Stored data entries
»»

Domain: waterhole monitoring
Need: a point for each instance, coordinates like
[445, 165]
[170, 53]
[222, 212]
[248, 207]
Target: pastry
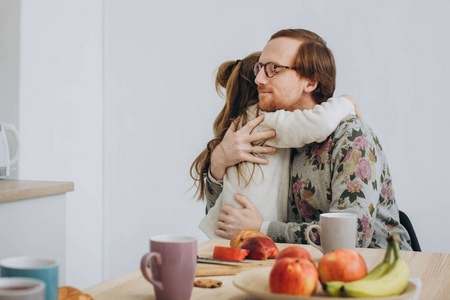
[242, 235]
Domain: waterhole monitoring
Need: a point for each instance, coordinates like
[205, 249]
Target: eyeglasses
[269, 68]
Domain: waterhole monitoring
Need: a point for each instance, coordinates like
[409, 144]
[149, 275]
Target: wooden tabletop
[12, 190]
[432, 268]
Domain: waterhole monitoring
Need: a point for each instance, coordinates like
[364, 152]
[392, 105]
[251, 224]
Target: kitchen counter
[33, 220]
[13, 190]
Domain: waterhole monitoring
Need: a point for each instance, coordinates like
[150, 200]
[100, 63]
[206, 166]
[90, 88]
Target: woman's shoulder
[351, 126]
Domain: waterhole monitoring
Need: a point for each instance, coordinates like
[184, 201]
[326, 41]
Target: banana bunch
[385, 279]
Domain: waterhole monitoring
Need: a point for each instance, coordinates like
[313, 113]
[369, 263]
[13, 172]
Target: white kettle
[5, 160]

««

Work instructions
When you reach a picture in the records above, pass over it and transcribe the rest exactly.

Response
Domain: waterhole monitoring
Need: a point for each instance, coordinates like
[445, 165]
[170, 53]
[222, 212]
[248, 207]
Target: pastry
[242, 235]
Domain: waterhole monitoring
Need: a point for each instance, coordinates like
[205, 249]
Target: eyeglasses
[269, 68]
Domain: waterhole monitoring
Need: a point for each instance, coordinates like
[409, 144]
[149, 275]
Target: wooden tabletop
[12, 190]
[432, 268]
Domain: waterhole monitoring
Need: a point for each instance, coordinates like
[364, 152]
[392, 105]
[251, 224]
Target: kitchen counter
[33, 220]
[13, 190]
Domain: waterhole monitoring
Need: a point for each instance, coordinates like
[150, 200]
[100, 63]
[206, 166]
[90, 88]
Target: woman's shoulder
[351, 126]
Domain: waterhole monitoring
Need: a point for each instance, coordinates like
[184, 201]
[326, 41]
Target: banana bunch
[385, 279]
Domain: waterhole monitoring
Need: a point for each instance, coordinates like
[313, 113]
[369, 263]
[13, 172]
Target: white kettle
[5, 160]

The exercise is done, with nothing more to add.